■ INPUT FOR THIS TASK ■

▽

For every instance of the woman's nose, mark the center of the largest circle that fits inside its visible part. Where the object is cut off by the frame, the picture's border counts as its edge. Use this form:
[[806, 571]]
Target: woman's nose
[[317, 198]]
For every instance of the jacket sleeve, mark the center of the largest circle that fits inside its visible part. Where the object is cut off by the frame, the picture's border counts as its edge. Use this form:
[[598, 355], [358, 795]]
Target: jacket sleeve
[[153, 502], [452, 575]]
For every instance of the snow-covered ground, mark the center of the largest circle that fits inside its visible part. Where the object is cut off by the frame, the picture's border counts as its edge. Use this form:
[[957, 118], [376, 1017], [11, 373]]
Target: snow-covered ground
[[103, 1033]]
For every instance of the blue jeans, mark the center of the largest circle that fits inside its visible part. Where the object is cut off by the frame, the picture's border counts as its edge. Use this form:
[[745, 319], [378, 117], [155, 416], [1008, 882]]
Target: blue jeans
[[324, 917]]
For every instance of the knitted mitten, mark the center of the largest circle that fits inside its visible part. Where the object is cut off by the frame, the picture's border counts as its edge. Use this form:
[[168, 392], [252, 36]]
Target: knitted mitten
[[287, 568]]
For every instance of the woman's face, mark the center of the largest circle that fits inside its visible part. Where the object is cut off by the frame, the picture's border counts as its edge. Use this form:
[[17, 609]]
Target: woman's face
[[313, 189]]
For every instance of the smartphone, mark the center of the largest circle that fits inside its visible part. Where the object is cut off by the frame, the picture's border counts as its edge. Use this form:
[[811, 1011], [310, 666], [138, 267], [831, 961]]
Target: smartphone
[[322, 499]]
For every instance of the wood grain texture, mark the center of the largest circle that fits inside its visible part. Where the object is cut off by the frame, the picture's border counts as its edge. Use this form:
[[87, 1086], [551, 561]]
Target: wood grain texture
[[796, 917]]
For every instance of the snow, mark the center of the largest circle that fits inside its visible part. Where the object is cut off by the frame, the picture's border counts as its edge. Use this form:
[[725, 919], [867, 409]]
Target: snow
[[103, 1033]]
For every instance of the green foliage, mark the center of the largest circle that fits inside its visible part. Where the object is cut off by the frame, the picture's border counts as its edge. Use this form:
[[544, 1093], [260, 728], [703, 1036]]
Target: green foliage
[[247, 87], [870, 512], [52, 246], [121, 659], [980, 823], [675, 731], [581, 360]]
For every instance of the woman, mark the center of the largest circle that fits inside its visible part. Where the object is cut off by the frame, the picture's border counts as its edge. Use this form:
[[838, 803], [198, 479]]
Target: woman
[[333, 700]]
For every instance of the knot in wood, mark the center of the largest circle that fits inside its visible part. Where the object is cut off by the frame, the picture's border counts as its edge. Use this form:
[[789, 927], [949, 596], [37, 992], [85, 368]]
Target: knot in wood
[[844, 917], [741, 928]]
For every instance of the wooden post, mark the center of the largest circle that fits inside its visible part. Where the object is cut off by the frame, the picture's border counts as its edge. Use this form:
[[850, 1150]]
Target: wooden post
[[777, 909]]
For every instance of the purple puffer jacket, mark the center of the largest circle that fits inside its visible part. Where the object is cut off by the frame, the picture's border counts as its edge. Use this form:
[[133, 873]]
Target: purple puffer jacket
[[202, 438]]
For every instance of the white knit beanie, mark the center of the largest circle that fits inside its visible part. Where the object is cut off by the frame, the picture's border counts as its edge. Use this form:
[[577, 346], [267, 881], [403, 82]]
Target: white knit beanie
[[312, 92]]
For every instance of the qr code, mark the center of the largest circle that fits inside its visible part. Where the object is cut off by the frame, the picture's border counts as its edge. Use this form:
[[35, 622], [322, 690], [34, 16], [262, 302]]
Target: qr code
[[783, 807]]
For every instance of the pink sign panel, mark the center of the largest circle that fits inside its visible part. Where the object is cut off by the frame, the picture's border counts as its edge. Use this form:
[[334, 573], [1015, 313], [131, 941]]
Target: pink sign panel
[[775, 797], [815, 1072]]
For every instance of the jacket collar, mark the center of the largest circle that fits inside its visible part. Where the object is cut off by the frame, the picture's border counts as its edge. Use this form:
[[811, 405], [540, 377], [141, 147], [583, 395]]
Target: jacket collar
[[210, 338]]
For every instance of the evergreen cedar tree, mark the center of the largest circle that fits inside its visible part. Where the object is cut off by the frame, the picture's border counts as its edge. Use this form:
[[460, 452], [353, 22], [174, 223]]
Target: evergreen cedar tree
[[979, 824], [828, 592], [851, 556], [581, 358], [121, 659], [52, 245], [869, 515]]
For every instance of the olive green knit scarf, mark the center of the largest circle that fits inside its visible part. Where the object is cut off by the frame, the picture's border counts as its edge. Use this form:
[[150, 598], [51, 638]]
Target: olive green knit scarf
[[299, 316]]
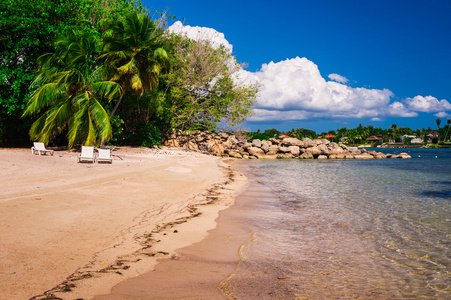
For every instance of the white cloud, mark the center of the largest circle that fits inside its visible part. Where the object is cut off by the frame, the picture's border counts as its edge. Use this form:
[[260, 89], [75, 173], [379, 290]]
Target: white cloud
[[338, 78], [294, 89], [201, 33], [442, 114], [427, 104]]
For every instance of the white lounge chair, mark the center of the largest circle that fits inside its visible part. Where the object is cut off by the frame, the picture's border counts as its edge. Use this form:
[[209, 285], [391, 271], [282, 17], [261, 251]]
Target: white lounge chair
[[87, 154], [40, 148], [157, 150], [105, 155]]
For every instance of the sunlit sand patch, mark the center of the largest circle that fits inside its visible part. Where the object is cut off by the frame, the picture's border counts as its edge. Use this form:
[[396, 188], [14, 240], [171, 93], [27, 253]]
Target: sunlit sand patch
[[179, 170]]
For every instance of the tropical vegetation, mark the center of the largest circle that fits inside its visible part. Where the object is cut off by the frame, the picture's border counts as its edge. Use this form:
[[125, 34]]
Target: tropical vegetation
[[89, 72]]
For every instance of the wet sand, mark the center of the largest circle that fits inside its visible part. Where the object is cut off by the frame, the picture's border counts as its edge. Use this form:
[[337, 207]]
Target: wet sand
[[74, 230], [203, 270]]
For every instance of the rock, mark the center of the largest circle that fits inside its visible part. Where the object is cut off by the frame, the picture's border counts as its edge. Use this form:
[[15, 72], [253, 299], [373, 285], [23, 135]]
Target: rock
[[217, 149], [224, 136], [404, 155], [294, 150], [284, 149], [307, 142], [234, 154], [172, 143], [257, 143], [285, 156], [257, 152], [313, 150], [265, 147], [363, 156], [191, 146], [323, 148], [292, 142]]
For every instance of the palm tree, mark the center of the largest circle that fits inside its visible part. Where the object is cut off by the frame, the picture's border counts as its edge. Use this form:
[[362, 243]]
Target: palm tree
[[393, 128], [133, 55], [69, 92], [447, 130], [438, 121]]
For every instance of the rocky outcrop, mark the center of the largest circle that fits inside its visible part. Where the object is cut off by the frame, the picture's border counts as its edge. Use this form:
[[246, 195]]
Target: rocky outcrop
[[289, 148]]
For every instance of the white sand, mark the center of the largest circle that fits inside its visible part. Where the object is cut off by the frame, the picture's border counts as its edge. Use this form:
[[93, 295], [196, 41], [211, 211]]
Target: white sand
[[86, 227]]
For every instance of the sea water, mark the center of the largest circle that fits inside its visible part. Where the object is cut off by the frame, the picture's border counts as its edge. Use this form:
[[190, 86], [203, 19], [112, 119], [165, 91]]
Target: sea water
[[349, 229]]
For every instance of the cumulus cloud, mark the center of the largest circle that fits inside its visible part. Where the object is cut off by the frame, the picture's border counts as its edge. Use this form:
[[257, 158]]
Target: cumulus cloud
[[294, 89], [427, 104], [338, 78], [197, 33]]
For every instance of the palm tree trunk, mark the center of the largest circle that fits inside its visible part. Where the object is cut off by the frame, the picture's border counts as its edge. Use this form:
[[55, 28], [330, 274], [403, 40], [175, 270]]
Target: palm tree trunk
[[117, 103], [102, 142]]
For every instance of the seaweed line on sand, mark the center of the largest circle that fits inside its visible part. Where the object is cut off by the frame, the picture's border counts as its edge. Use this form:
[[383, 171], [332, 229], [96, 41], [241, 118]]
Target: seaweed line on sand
[[145, 240]]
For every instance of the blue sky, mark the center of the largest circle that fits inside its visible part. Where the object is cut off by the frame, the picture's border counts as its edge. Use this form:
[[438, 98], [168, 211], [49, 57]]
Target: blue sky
[[330, 64]]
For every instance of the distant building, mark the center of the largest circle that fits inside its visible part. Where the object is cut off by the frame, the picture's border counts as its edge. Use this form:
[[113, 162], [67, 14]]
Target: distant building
[[407, 136], [375, 139]]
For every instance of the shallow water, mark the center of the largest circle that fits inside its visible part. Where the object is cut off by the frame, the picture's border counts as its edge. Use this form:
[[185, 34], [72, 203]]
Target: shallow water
[[359, 229]]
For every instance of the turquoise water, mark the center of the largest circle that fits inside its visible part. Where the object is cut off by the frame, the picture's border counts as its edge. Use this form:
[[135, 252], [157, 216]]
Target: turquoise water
[[350, 229]]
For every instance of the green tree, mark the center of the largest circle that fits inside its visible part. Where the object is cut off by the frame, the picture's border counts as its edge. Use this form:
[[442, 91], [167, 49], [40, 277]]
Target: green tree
[[69, 92], [447, 130], [28, 29], [133, 54]]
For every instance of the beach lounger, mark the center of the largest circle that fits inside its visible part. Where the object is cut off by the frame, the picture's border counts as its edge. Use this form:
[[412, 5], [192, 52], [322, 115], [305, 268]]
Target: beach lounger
[[105, 155], [87, 154], [40, 148], [158, 150]]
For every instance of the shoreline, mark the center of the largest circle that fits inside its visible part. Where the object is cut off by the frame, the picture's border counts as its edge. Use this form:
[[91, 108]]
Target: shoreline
[[54, 241], [206, 269]]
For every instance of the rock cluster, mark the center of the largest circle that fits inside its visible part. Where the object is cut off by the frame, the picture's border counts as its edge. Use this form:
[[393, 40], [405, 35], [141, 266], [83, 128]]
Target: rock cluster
[[223, 144]]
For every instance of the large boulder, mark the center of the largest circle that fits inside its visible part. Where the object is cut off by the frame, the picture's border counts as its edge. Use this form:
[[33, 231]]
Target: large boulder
[[404, 155], [285, 156], [294, 150], [265, 146], [257, 152], [307, 142], [284, 149], [234, 154], [256, 143], [306, 155], [217, 149], [273, 149], [315, 151], [363, 156]]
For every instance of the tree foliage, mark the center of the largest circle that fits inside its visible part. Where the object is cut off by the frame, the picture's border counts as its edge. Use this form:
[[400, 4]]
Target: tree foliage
[[28, 29], [201, 89], [69, 93]]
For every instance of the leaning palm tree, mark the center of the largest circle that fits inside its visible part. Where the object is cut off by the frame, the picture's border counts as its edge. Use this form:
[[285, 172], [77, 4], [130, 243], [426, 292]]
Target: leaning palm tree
[[438, 121], [447, 130], [68, 94], [133, 54]]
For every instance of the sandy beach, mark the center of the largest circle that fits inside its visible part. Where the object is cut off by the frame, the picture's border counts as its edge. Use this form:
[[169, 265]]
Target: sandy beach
[[74, 231]]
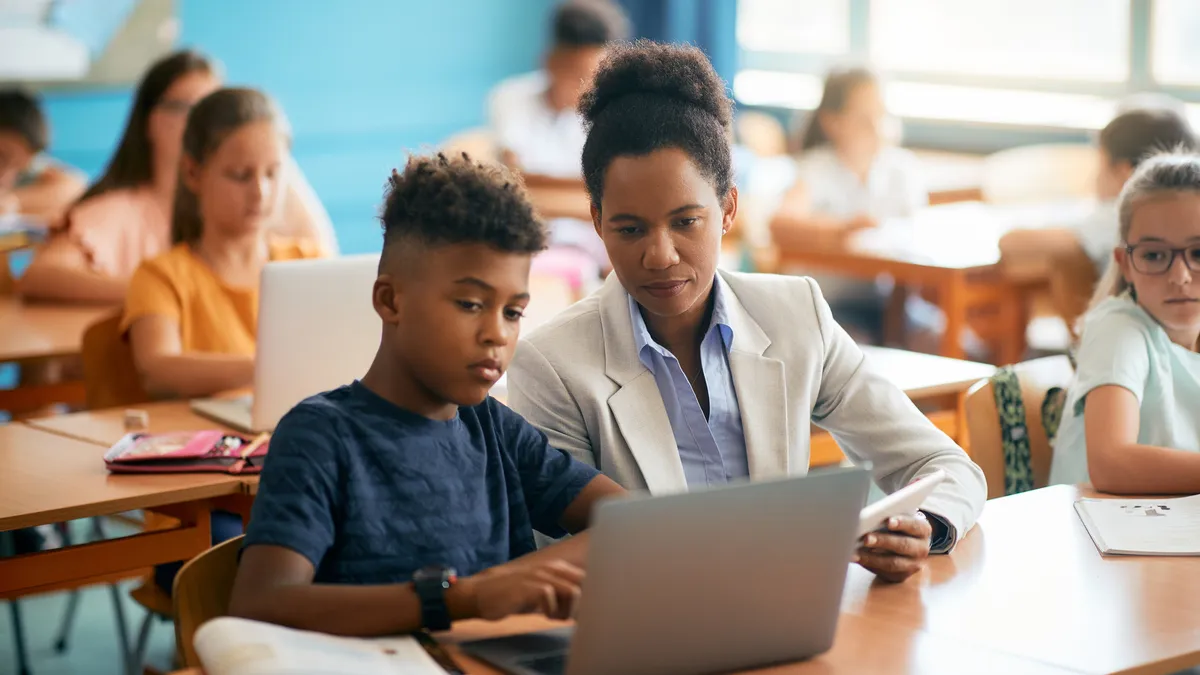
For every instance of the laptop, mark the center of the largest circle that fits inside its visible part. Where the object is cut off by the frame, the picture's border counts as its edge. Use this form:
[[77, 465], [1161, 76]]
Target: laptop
[[317, 330], [707, 581]]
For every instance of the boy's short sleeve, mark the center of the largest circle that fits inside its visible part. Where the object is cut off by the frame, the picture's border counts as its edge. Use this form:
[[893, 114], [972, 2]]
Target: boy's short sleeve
[[1114, 351], [298, 487], [150, 293], [550, 478]]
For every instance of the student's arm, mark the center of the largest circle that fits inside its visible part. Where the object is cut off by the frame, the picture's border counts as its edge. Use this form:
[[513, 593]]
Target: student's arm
[[51, 195], [796, 223], [1117, 464], [167, 370], [60, 272], [874, 420]]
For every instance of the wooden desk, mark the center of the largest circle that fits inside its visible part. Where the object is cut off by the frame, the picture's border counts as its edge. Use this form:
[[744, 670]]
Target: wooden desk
[[1029, 580], [954, 251], [34, 332], [49, 478]]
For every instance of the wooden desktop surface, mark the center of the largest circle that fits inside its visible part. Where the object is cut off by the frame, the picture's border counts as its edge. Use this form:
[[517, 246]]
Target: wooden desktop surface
[[36, 330]]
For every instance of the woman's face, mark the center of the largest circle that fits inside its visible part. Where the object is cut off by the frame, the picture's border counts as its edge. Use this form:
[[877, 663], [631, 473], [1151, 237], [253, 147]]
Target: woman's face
[[661, 222], [1171, 294], [169, 114], [239, 187]]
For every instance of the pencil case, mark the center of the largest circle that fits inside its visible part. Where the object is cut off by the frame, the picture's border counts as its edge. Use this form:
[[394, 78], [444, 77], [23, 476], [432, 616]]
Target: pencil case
[[186, 452]]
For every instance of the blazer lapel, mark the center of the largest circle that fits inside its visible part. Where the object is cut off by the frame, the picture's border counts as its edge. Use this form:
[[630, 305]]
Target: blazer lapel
[[637, 406], [762, 393]]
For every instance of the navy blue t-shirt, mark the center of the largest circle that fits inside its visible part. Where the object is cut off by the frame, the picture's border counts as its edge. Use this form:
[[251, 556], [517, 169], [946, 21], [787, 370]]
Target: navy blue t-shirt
[[370, 493]]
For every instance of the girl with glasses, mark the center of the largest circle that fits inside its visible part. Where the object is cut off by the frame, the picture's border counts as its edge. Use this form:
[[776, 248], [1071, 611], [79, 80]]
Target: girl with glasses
[[1131, 423]]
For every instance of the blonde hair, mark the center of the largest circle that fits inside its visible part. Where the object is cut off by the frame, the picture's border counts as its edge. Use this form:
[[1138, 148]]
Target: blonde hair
[[209, 124], [1156, 175]]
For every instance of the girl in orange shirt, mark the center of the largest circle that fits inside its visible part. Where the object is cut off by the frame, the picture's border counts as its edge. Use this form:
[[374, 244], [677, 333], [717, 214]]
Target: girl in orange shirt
[[191, 312], [125, 216]]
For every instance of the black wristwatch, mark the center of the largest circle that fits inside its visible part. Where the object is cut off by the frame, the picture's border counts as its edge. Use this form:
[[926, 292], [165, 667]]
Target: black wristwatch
[[431, 585]]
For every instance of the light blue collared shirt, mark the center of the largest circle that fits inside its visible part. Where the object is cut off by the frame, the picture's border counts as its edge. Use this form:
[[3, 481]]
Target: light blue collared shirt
[[713, 451]]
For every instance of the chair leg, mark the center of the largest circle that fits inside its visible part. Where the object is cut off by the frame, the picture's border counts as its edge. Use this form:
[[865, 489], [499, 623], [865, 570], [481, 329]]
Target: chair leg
[[60, 644], [123, 632], [18, 635], [139, 651]]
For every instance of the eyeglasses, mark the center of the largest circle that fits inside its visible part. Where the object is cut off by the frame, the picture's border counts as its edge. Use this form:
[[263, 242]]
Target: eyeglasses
[[1158, 258]]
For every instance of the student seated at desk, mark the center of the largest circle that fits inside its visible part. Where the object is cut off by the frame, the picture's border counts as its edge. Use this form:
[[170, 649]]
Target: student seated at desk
[[1122, 144], [1131, 423], [191, 312], [849, 178], [30, 181], [125, 216], [378, 493], [677, 376]]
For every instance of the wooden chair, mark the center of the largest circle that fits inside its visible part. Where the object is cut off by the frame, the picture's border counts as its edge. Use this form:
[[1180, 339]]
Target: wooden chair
[[203, 587], [987, 428], [1039, 173], [109, 376]]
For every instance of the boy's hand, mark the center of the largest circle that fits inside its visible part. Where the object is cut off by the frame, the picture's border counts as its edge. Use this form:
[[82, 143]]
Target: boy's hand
[[899, 551], [550, 587]]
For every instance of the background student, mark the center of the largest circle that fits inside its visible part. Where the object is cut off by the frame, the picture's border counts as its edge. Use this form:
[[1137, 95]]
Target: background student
[[191, 312], [1131, 423], [125, 216], [676, 375], [378, 493], [850, 175], [31, 183]]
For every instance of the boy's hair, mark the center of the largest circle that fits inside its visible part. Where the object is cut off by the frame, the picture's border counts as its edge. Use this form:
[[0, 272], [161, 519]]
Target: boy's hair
[[439, 199], [209, 124], [1138, 133], [132, 163], [22, 113], [1168, 172], [588, 23], [648, 96], [839, 84]]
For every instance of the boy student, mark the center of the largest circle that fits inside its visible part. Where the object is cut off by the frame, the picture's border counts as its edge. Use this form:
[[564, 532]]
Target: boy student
[[31, 183], [408, 500]]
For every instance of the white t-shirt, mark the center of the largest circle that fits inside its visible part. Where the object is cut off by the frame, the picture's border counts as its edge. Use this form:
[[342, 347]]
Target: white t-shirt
[[1125, 346], [894, 186], [545, 142], [1098, 233]]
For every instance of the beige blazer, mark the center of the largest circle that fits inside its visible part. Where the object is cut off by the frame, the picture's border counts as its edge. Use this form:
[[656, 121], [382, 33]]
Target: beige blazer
[[580, 381]]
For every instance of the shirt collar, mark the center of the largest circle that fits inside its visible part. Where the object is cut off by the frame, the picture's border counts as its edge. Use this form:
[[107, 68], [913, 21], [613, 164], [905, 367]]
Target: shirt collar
[[720, 322]]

△

In the material starting at the line containing "For every instance of the boy's short" and ending at the line containing "[[637, 406], [762, 393]]", switch "pencil case" to "pencil pouch" and give those lines again with nothing else changed.

■ THE COMPLETED TASK ■
For every instance of the boy's short sleeve, mark the center of the largest circle that fits inside its visible part. Where the object is cut off by the frame, the picture's border counts as its edge. Use this form:
[[893, 114], [972, 2]]
Target: boy's short sleeve
[[1114, 351], [298, 487], [150, 293], [550, 478]]
For every instance of the student's arm, mark the center of the largest circle that fits inside its visible part. Where the object is cut off by the frame, the picture's border counts as its edge. Use this form:
[[513, 593]]
Target: student's arm
[[51, 195], [796, 223], [1117, 464], [167, 370], [60, 272], [874, 420]]
For every instance of the wooden desk, mark the center of the largest circle that fits inside its visible part. Where the object is cut off by the frame, the picture's border counts as its edge. Use this form:
[[744, 670]]
Target: wooden desk
[[1029, 580], [954, 251], [34, 332], [49, 478]]
For every instance of the wooden desktop surface, mark the center of the largest circle that fits inside its visible part. Where the object is cut off by the frame, the picture's border counts as its edge. Use this form:
[[517, 246]]
Target: wooden desktop surface
[[36, 330]]
For every instance of the woman's face, mark the center of the largest circle that fits inside its visible part. Where the object is cut off by the frame, the picture's border counts as its edge. Use this form:
[[877, 663], [631, 473], [1151, 237], [253, 147]]
Target: woman's face
[[661, 222], [1171, 294], [169, 114], [239, 187]]
For every instance of the pencil pouch, mark the center of the largest circle that fits inside its visible part. Where the object is cut off by the frame, the picture's border counts as its edge. Use this form:
[[394, 78], [444, 77], [23, 476], [432, 616]]
Target: pencil pouch
[[186, 452]]
For every instance of the blazer lapel, mark the center of the largest circle that fits inside its visible part. Where the object is cut off by the frame, the picture's border counts as its edge. Use this form:
[[630, 305]]
Target: blazer lapel
[[637, 406], [762, 393]]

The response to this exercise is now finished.